→ **WORK INSTRUCTIONS**
[a] In the urotherapy article, what does biofeedback use to help children learn to relax the pelvic floor on purpose?
[b] Extend the urotherapy article below by writing the next part, picking up right after its final sentence.

━━━ EXERCISE PASSAGE

= Urotherapy =

Conservative first-line therapy for childhood bladder and bowel dysfunction

Urotherapy is a non pharmacological and non surgical approach used in the management of bladder and bowel dysfunction (BBD), primarily in children and adolescents. BBD refers to the coexistence of at least one lower urinary tract symptom (such as urinary incontinence or urgency) with one or more bowel related symptoms, including constipation or encopresis. It is widely recognized in pediatric continence care and is considered the first line management strategy for children with BBD. The terminology and specific practices may vary internationally, but the overall goal remains the structured restoration of optimal bladder and bowel function without the immediate use of medication or surgery. Urotherapy is most commonly applied in pediatric populations, while its application in adult bladder and bowel disorders is less consistently addressed in clinical literature.

== Clinical Practice ==
Urotherapy is typically provided in outpatient pediatric urinary and fecal continence clinics, community health centers, or specialized pelvic floor rehabilitation settings. The approach is multidisciplinary and may involve pediatricians, urologists, gastroenterologists, pelvic floor physiotherapists, nurses, and occupational therapists, depending on local healthcare systems. The goal is to modify behavioral, physiological, and environmental factors that contribute to dysfunctional voiding and constipation. Assessment commonly includes a detailed history, bladder and bowel diaries, uroflowmetry, post void residual measurement, and evaluation of constipation severity.

== Standard Urotherapy ==
Standard urotherapy, as described in clinical studies, typically includes education about bladder and bowel physiology, establishment of regular voiding routines, attention to proper posture while sitting on the toilet and pelvic floor awareness. Monitoring of urinary and bowel habits over time is an important component. Interventions also frequently address bowel function, incorporating dietary measures to promote regularity and, when clinically indicated, the use of stool softeners. Hydration is another element often considered to support normal urinary function.

== Specific Urotherapy ==
Specific urotherapy refers to targeted interventions introduced when standard measures are insufficient or when diagnostic tests indicate dysfunctional voiding patterns. pelvic floor muscle training aims to improve coordination between the detrusor and pelvic floor muscles, particularly in children with overactive pelvic floor activity during voiding. biofeedback uses visual or auditory cues to help children learn voluntary control of pelvic floor relaxation. Some centers also employ neuromodulation or mild electrostimulation, although these techniques are less widely available and used selectively based on clinician expertise and child readiness.

━━━━━━
━━━ GIVEN INFORMATION

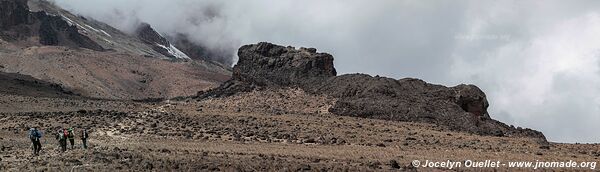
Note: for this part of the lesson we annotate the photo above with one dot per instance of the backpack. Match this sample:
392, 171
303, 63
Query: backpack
61, 136
33, 135
70, 134
84, 134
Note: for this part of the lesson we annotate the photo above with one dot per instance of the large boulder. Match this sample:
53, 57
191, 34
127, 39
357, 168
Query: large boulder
460, 108
267, 64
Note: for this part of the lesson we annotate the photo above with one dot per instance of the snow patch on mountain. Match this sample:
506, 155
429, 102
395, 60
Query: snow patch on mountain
174, 51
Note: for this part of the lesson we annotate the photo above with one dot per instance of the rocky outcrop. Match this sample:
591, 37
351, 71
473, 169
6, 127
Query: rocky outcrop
17, 22
460, 108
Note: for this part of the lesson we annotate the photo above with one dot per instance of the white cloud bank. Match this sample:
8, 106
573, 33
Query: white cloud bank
538, 61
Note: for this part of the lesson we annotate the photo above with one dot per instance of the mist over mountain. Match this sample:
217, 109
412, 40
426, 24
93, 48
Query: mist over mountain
537, 61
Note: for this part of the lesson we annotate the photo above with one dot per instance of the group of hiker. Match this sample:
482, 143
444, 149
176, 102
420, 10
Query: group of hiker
62, 135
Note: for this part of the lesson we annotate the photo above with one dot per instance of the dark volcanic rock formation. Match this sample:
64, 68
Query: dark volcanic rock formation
17, 22
460, 108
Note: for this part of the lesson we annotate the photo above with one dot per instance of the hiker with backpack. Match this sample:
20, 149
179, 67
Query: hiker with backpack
71, 137
62, 139
35, 135
84, 136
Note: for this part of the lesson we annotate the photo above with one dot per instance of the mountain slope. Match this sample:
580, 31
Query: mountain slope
93, 59
267, 67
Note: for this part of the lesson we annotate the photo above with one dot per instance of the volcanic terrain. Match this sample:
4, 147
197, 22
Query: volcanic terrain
152, 107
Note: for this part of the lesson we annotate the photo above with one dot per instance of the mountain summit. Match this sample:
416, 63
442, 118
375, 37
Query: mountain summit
93, 59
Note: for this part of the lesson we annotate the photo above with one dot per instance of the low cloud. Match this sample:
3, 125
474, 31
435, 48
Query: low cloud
539, 62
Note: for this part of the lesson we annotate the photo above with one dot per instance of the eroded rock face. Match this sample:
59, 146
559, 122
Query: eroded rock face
268, 64
460, 108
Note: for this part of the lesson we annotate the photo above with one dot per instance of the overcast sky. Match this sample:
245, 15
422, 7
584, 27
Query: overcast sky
538, 61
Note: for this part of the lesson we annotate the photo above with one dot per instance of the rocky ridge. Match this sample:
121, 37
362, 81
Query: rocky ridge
265, 66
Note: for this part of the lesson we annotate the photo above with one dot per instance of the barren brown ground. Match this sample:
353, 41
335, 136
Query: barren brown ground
219, 134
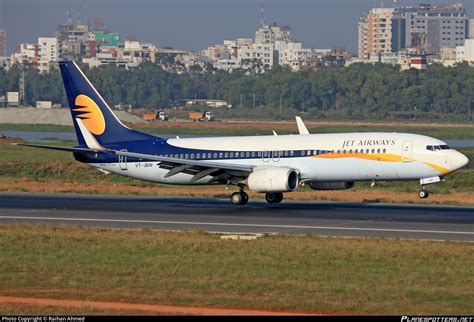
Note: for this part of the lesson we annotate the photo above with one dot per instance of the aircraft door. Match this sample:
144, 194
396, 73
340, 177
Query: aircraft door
123, 160
406, 151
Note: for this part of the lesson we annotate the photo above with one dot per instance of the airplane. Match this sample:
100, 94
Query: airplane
271, 164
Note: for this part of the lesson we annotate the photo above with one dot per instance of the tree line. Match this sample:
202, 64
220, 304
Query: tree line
360, 91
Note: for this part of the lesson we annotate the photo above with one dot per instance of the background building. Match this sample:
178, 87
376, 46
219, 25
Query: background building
3, 42
422, 28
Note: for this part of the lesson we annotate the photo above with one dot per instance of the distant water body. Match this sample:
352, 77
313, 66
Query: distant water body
71, 136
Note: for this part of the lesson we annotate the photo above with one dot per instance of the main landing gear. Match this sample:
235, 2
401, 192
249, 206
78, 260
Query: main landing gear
239, 198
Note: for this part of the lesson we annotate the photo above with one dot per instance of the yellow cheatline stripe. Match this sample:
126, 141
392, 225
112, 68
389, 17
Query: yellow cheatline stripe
383, 157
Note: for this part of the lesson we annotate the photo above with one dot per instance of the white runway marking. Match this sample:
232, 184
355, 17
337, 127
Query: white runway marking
239, 225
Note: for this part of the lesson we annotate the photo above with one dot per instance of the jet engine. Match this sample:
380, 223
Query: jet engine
331, 185
273, 180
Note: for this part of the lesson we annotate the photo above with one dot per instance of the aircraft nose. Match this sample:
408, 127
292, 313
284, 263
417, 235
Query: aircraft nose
459, 160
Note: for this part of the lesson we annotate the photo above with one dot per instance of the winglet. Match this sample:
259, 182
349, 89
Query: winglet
301, 127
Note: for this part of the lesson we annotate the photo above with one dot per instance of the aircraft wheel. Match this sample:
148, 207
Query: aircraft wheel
423, 194
273, 197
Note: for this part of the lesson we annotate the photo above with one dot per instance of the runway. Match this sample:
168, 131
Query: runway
219, 215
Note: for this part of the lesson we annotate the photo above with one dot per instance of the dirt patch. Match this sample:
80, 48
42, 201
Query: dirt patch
361, 195
149, 308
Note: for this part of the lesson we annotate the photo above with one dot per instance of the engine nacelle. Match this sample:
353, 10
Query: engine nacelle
273, 180
331, 185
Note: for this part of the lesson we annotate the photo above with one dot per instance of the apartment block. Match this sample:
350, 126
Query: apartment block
424, 28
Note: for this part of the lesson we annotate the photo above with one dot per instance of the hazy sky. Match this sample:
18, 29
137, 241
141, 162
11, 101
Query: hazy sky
196, 24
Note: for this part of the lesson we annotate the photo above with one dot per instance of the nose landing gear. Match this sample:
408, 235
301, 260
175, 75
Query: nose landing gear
423, 193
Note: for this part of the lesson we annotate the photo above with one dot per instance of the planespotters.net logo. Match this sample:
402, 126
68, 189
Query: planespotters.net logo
437, 319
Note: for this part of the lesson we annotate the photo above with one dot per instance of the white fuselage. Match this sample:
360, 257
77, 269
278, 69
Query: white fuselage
317, 157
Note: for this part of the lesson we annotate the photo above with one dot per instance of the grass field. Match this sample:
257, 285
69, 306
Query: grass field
307, 274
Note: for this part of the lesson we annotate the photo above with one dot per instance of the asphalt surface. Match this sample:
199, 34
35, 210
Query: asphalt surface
219, 215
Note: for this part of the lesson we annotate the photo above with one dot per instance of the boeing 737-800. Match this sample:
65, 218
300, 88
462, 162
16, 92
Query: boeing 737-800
272, 164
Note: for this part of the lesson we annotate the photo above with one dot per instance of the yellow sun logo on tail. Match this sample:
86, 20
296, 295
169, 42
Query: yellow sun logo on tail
90, 114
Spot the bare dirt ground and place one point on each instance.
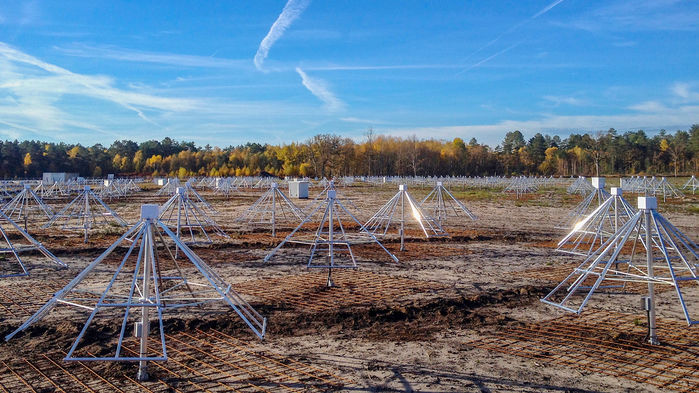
(456, 314)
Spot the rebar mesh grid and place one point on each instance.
(199, 361)
(608, 343)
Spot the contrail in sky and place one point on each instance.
(291, 11)
(319, 89)
(508, 31)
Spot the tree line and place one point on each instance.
(326, 155)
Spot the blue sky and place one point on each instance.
(229, 72)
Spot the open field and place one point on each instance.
(457, 314)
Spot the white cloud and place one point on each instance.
(291, 11)
(633, 15)
(685, 91)
(653, 118)
(363, 121)
(319, 88)
(563, 100)
(122, 54)
(648, 106)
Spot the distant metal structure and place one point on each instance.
(27, 203)
(394, 212)
(85, 212)
(170, 187)
(591, 232)
(667, 190)
(647, 249)
(330, 237)
(593, 199)
(144, 286)
(691, 184)
(580, 186)
(441, 204)
(270, 209)
(521, 185)
(226, 187)
(188, 219)
(13, 248)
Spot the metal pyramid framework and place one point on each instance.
(646, 249)
(14, 266)
(272, 208)
(591, 232)
(441, 204)
(593, 199)
(331, 244)
(147, 282)
(330, 186)
(199, 200)
(691, 184)
(394, 212)
(189, 219)
(84, 213)
(26, 204)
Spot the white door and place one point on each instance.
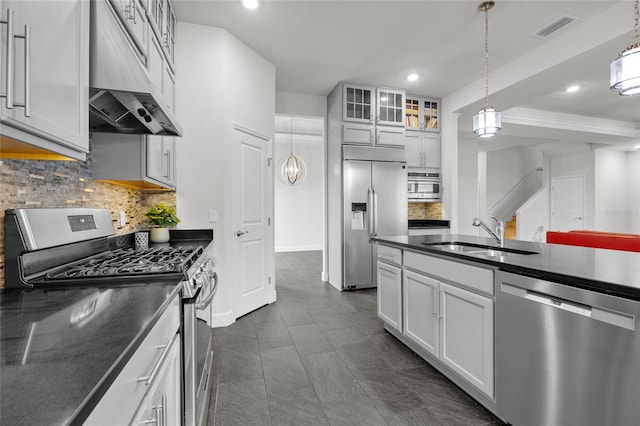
(251, 205)
(567, 203)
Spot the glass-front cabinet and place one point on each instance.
(358, 103)
(422, 114)
(390, 109)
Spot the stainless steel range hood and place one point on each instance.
(122, 98)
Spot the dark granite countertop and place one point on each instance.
(428, 223)
(53, 355)
(607, 271)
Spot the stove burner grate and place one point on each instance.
(129, 262)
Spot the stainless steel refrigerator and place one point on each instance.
(374, 203)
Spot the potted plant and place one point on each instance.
(162, 217)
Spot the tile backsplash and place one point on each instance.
(45, 183)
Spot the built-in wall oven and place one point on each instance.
(424, 186)
(50, 247)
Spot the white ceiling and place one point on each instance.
(315, 44)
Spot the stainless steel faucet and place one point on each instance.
(499, 229)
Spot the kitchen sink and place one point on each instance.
(477, 249)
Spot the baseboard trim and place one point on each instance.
(222, 319)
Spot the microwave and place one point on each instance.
(424, 186)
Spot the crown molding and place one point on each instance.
(578, 123)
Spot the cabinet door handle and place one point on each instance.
(168, 154)
(154, 371)
(164, 409)
(434, 295)
(27, 62)
(10, 55)
(131, 11)
(391, 271)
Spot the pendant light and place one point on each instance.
(486, 122)
(292, 169)
(625, 71)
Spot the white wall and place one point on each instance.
(582, 164)
(299, 209)
(532, 215)
(610, 195)
(506, 168)
(288, 103)
(633, 192)
(469, 185)
(220, 81)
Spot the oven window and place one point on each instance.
(428, 188)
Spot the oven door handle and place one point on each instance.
(206, 302)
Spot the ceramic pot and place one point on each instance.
(159, 235)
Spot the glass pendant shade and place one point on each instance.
(292, 169)
(625, 72)
(487, 122)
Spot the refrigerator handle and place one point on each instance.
(370, 211)
(375, 212)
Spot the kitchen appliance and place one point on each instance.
(58, 247)
(565, 355)
(122, 98)
(424, 186)
(374, 203)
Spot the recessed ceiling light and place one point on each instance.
(250, 4)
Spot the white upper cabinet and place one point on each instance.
(163, 24)
(358, 103)
(422, 114)
(423, 149)
(390, 107)
(45, 100)
(133, 14)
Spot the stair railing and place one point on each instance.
(492, 210)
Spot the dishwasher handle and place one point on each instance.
(618, 319)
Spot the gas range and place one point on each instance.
(60, 246)
(128, 262)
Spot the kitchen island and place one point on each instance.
(514, 325)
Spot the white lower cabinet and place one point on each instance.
(149, 385)
(466, 343)
(421, 310)
(446, 309)
(390, 294)
(161, 405)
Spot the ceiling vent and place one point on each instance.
(554, 26)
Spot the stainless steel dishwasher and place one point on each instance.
(564, 355)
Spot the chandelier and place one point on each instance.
(486, 122)
(625, 71)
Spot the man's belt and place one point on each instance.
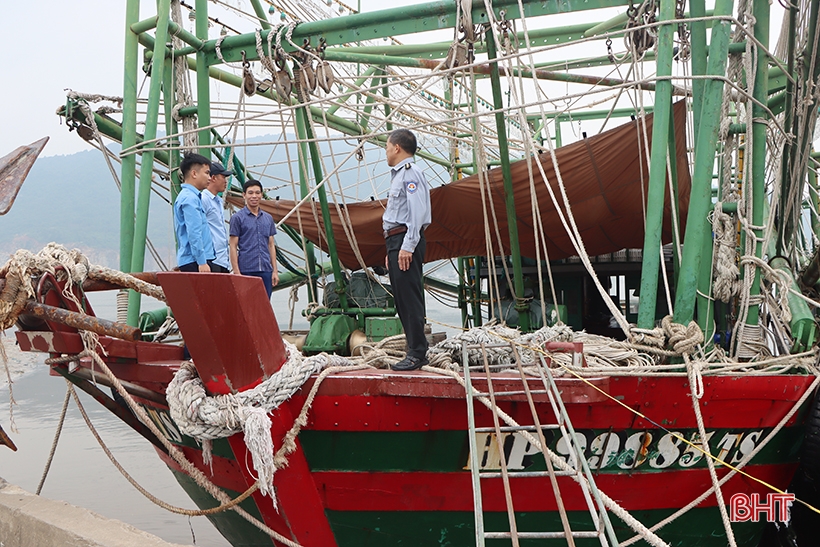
(394, 231)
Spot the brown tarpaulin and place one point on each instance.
(602, 176)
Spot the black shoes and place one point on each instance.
(410, 363)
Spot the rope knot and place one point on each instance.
(683, 338)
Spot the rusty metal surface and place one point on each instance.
(14, 168)
(82, 321)
(92, 285)
(228, 325)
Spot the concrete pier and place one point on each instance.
(27, 520)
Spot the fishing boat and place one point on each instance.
(638, 361)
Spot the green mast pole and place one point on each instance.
(788, 154)
(129, 134)
(302, 114)
(313, 293)
(760, 92)
(147, 164)
(171, 126)
(657, 169)
(203, 81)
(701, 193)
(512, 220)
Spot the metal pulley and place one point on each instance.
(248, 81)
(324, 73)
(281, 78)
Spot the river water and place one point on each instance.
(81, 473)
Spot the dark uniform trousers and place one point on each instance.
(408, 291)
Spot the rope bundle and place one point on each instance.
(206, 417)
(63, 264)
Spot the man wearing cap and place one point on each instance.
(406, 217)
(196, 250)
(213, 207)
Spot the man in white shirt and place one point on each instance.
(214, 213)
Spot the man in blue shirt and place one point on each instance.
(196, 248)
(213, 207)
(253, 251)
(405, 218)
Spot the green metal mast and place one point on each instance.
(129, 134)
(147, 164)
(657, 169)
(701, 194)
(512, 220)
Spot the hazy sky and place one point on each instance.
(49, 45)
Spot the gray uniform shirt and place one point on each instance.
(408, 203)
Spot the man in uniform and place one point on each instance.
(406, 217)
(213, 207)
(196, 248)
(252, 249)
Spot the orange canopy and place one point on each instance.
(603, 176)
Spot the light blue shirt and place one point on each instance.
(212, 205)
(408, 202)
(193, 235)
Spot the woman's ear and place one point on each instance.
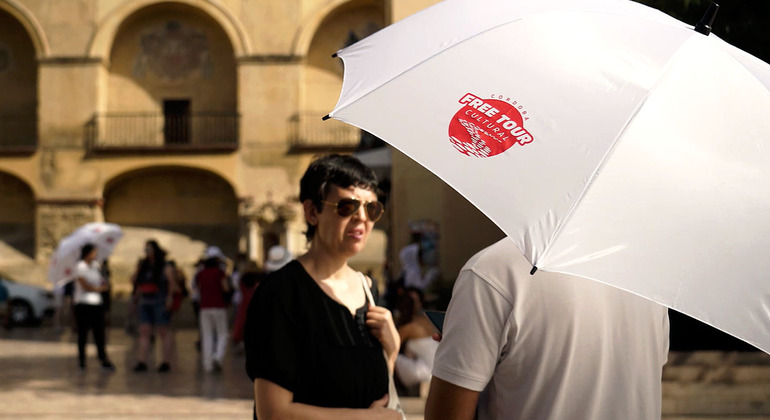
(311, 212)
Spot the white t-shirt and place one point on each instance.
(551, 346)
(92, 275)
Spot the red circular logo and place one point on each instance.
(487, 127)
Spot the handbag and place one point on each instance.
(394, 403)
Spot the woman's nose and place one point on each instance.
(361, 212)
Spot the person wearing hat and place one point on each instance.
(314, 346)
(213, 287)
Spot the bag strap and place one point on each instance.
(367, 290)
(394, 403)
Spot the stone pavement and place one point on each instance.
(39, 379)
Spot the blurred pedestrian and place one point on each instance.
(213, 286)
(5, 307)
(277, 257)
(239, 267)
(89, 306)
(154, 293)
(180, 289)
(106, 294)
(250, 279)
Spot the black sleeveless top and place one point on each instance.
(306, 342)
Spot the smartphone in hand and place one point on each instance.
(437, 319)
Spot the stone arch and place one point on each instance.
(308, 30)
(103, 38)
(31, 24)
(17, 219)
(339, 24)
(184, 208)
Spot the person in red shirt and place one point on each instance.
(212, 284)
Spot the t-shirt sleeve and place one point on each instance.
(473, 335)
(271, 336)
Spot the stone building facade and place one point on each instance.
(187, 121)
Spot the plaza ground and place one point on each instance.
(39, 379)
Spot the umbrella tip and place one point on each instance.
(704, 26)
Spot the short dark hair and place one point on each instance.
(340, 170)
(86, 249)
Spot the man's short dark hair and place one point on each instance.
(340, 170)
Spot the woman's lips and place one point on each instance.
(356, 233)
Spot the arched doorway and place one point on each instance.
(322, 75)
(17, 221)
(184, 209)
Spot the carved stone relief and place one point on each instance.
(173, 51)
(55, 221)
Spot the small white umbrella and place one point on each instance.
(64, 260)
(605, 138)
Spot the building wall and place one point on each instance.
(76, 64)
(420, 196)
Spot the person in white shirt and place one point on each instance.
(545, 346)
(89, 308)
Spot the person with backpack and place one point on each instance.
(155, 298)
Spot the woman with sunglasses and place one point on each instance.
(314, 346)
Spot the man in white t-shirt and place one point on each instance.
(545, 346)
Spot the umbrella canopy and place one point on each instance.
(103, 235)
(605, 138)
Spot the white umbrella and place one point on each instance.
(605, 138)
(64, 260)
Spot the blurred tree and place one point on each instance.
(742, 23)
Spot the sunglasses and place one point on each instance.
(348, 206)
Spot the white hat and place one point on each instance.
(277, 257)
(214, 252)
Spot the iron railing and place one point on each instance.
(18, 133)
(308, 131)
(156, 131)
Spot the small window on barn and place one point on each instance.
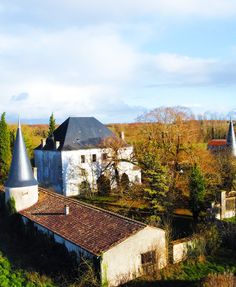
(94, 157)
(82, 158)
(148, 258)
(104, 156)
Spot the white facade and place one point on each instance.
(123, 262)
(24, 196)
(65, 171)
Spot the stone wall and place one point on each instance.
(124, 261)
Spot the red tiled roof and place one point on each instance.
(94, 229)
(217, 142)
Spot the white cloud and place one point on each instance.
(93, 11)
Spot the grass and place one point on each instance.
(32, 257)
(190, 272)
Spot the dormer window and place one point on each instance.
(94, 158)
(104, 156)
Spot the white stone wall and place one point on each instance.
(123, 262)
(49, 167)
(24, 196)
(74, 172)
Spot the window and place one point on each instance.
(82, 158)
(149, 262)
(104, 156)
(148, 258)
(94, 158)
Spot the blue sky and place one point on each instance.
(116, 59)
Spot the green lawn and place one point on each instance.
(190, 272)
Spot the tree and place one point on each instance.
(113, 146)
(197, 193)
(5, 148)
(52, 125)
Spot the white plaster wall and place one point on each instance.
(123, 262)
(73, 174)
(24, 196)
(49, 168)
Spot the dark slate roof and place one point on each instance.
(20, 174)
(78, 133)
(94, 229)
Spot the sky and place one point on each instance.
(116, 60)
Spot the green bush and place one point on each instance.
(19, 278)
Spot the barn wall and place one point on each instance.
(49, 168)
(123, 262)
(24, 196)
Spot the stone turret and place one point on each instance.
(230, 141)
(21, 184)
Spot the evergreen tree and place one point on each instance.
(52, 125)
(5, 148)
(157, 189)
(197, 193)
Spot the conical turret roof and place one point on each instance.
(20, 174)
(231, 138)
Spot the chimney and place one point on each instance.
(66, 209)
(122, 135)
(35, 172)
(43, 143)
(57, 144)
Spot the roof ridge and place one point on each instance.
(91, 206)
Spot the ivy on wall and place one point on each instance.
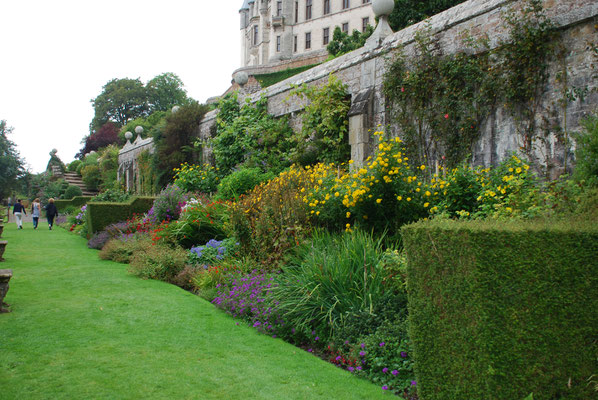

━━━━━━

→ **ANSWERS FOR THIS EXERCISE**
[a] Visual or auditory cues.

[b]
| Type of urotherapy | Core components | Clinical purpose |
|---|---|---|
| Standard urotherapy | Education on bladder and bowel physiology; regular voiding schedules; toileting posture guidance; hydration advice; bladder and bowel diaries; constipation management | Establishes healthy bladder and bowel habits and supports normalization of voiding patterns |
| Specific urotherapy | Pelvic floor muscle training; biofeedback therapy; neuromodulation or electrostimulation (selective use) | Addresses identified dysfunctional voiding patterns when standard measures are insufficient |

== Relationship to Other Treatments ==
Urotherapy is considered the cornerstone of conservative management for bladder and bowel dysfunction and is typically recommended before pharmacological or surgical interventions. It overlaps with behavioral therapy and pelvic floor physical therapy but is distinguished by its structured focus on bladder and bowel physiology, toileting behavior, and coordinated management of urinary and bowel symptoms. Pharmacological treatments, such as anticholinergic medications for overactive bladder or laxatives for constipation, are often introduced as adjuncts when symptoms persist despite adequate urotherapy. Clinical guidelines emphasize that medication is generally more effective when combined with ongoing urotherapy rather than used as a standalone intervention.

In refractory cases, additional treatments including neuromodulation, botulinum toxin injections, or surgical interventions may be considered following comprehensive urotherapy and appropriate diagnostic evaluation. Most pediatric continence guidelines recommend that conservative urotherapy be attempted and optimized prior to escalation to invasive therapies.

== Effectiveness ==
Multiple systematic reviews and clinical guidelines support urotherapy as an effective first line intervention for pediatric BBD. Studies report improvements in daytime incontinence, nighttime wetting, constipation severity, and uroflowmetry patterns after structured urotherapy programs. Adherence to the program, including maintaining voiding schedules and addressing constipation, is a key factor in treatment success. Long term follow up suggests that early intervention may reduce the risk of recurrent urinary tract infections and secondary psychological impacts associated with chronic continence problems.